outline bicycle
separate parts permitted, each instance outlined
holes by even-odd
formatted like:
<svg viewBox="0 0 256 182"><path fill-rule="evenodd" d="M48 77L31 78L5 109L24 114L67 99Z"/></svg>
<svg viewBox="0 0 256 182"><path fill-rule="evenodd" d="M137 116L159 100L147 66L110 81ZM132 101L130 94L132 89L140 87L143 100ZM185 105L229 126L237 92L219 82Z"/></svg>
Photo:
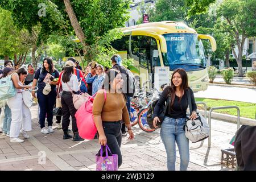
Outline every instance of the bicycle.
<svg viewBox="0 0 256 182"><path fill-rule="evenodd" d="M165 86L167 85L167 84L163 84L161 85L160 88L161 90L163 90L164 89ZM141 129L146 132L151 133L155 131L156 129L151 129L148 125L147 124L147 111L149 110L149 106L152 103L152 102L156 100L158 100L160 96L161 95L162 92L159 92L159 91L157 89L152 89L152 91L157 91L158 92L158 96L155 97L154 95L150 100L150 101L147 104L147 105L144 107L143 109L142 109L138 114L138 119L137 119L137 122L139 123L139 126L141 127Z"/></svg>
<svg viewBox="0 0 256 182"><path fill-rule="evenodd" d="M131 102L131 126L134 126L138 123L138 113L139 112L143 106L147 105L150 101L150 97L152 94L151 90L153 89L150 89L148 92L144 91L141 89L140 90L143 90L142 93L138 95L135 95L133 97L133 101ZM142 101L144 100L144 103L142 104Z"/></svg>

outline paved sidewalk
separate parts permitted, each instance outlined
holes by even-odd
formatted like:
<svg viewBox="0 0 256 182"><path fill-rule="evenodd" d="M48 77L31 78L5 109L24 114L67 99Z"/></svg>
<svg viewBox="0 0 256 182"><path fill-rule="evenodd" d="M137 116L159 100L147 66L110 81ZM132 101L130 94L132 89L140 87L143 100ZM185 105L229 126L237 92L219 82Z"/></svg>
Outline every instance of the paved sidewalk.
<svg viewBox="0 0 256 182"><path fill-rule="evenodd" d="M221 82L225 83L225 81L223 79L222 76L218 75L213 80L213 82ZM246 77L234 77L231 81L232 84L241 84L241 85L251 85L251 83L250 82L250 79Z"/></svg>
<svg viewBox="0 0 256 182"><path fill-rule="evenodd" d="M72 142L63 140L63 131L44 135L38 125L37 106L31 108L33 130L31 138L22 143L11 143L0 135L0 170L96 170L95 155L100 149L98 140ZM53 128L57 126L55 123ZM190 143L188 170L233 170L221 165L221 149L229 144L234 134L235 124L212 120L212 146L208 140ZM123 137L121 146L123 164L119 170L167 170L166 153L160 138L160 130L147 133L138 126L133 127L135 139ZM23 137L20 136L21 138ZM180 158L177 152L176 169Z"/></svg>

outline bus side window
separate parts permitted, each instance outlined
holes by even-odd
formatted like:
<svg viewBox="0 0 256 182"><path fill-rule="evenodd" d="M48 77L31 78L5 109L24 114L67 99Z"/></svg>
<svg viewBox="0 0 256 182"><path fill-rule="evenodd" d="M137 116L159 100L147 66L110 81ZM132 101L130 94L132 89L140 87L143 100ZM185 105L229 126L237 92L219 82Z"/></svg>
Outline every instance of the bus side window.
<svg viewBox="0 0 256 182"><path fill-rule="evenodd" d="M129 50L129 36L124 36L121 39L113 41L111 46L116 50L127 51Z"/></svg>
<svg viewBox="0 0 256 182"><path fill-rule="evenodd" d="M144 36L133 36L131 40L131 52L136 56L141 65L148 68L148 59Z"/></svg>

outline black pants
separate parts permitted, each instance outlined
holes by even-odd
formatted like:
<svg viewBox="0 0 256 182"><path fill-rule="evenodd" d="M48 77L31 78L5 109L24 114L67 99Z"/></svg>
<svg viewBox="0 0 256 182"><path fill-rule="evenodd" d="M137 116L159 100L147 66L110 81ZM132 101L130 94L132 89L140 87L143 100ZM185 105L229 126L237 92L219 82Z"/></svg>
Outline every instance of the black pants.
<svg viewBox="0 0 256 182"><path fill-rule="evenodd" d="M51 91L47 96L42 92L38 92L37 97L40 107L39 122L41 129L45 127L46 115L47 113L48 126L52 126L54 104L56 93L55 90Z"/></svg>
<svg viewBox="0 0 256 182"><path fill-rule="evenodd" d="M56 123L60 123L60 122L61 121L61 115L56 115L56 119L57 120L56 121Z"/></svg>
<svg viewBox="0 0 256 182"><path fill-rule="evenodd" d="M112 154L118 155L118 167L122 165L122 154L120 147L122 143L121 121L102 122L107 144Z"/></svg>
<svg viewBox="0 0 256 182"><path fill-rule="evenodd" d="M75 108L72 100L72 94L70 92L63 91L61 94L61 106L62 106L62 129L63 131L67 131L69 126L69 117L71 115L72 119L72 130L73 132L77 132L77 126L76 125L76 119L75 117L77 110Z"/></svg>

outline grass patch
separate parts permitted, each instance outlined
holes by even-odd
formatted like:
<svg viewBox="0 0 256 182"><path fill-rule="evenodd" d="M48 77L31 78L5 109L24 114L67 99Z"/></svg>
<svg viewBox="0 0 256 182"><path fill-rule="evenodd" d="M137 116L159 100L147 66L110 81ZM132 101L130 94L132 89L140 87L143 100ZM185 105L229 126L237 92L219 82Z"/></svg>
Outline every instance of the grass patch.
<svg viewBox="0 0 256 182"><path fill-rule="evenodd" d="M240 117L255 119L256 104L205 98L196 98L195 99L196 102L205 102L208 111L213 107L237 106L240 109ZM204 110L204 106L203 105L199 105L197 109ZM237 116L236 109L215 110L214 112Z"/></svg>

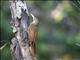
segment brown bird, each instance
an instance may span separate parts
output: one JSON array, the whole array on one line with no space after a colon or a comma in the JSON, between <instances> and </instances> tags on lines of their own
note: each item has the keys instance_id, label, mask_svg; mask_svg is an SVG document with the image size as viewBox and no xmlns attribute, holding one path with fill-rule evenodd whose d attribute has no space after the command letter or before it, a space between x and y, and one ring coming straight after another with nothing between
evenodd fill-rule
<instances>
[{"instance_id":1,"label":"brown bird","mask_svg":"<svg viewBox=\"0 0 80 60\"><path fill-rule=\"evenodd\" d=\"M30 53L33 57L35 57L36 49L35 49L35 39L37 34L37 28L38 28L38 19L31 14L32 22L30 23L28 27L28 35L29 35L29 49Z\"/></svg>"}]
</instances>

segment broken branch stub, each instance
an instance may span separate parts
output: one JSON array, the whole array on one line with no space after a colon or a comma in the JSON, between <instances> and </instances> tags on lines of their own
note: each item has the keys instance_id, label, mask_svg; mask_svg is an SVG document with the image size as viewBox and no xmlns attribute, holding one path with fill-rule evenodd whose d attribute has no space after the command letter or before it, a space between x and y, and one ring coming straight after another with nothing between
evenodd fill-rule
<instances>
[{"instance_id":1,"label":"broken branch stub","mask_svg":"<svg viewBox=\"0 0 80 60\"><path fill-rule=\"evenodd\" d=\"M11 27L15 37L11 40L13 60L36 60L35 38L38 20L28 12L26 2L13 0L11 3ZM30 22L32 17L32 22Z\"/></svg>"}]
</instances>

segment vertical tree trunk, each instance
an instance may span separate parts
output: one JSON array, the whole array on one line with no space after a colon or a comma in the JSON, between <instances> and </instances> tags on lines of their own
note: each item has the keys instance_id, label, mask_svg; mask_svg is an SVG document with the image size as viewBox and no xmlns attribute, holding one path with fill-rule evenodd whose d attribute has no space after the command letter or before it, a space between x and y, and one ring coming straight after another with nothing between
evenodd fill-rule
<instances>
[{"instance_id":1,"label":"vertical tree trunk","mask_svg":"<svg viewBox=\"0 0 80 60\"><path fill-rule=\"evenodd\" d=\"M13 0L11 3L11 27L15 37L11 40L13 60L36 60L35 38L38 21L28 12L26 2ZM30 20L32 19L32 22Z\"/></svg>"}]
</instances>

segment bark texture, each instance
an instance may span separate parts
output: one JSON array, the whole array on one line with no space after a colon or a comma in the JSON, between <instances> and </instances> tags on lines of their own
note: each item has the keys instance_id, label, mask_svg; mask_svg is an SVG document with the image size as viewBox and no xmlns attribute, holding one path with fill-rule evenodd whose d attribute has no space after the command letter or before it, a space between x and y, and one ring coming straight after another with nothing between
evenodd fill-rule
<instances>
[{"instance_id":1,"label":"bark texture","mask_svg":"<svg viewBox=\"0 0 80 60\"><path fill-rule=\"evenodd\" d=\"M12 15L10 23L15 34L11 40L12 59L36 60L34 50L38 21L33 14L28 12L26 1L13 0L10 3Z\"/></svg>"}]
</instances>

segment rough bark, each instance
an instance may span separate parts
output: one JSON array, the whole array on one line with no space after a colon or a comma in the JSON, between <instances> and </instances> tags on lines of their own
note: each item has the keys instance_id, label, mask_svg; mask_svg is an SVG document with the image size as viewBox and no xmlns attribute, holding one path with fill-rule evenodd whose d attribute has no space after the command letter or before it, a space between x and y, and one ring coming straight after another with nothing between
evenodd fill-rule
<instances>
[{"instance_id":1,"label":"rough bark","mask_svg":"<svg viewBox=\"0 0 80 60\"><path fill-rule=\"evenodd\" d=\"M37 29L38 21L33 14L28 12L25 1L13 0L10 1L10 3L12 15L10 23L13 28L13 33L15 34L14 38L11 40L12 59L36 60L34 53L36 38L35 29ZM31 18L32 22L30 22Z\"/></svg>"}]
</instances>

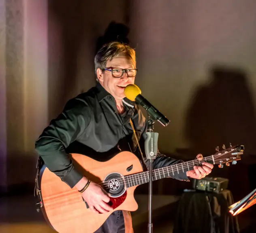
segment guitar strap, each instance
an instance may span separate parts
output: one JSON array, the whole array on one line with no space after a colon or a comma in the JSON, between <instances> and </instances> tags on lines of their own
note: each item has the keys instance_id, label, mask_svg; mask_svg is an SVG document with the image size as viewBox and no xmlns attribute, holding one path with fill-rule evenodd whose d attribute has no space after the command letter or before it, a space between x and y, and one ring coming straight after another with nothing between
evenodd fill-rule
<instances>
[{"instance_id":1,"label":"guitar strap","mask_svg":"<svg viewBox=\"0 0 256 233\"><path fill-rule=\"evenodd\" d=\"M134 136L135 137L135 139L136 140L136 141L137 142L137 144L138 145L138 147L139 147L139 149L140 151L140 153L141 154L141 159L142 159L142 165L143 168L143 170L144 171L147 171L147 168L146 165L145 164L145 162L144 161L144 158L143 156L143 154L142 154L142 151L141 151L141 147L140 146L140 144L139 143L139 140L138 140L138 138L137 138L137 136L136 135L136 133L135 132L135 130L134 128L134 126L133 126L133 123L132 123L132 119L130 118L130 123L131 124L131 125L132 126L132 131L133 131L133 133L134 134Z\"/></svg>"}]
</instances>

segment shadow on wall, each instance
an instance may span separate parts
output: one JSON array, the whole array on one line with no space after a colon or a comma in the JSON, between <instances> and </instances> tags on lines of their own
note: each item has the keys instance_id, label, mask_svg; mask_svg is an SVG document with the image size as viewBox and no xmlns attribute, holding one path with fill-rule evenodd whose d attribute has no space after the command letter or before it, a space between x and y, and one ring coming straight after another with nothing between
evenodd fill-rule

------------------------------------------------

- **Goal**
Repeat, word for word, the stretch of lines from the first one through the line "Outline every instance of the bicycle.", with both ends included. Leave the picture out of your answer.

- **Written answer**
outline bicycle
separate parts permitted, each instance outlined
holes by even-odd
formatted like:
<svg viewBox="0 0 256 182"><path fill-rule="evenodd" d="M48 77L31 78L5 109L24 114L67 99Z"/></svg>
<svg viewBox="0 0 256 182"><path fill-rule="evenodd" d="M137 116L159 100L147 66L110 81ZM132 101L130 94L132 89L140 87L143 100ZM185 105L229 126L237 92L219 82Z"/></svg>
Photo:
Outline every instance of the bicycle.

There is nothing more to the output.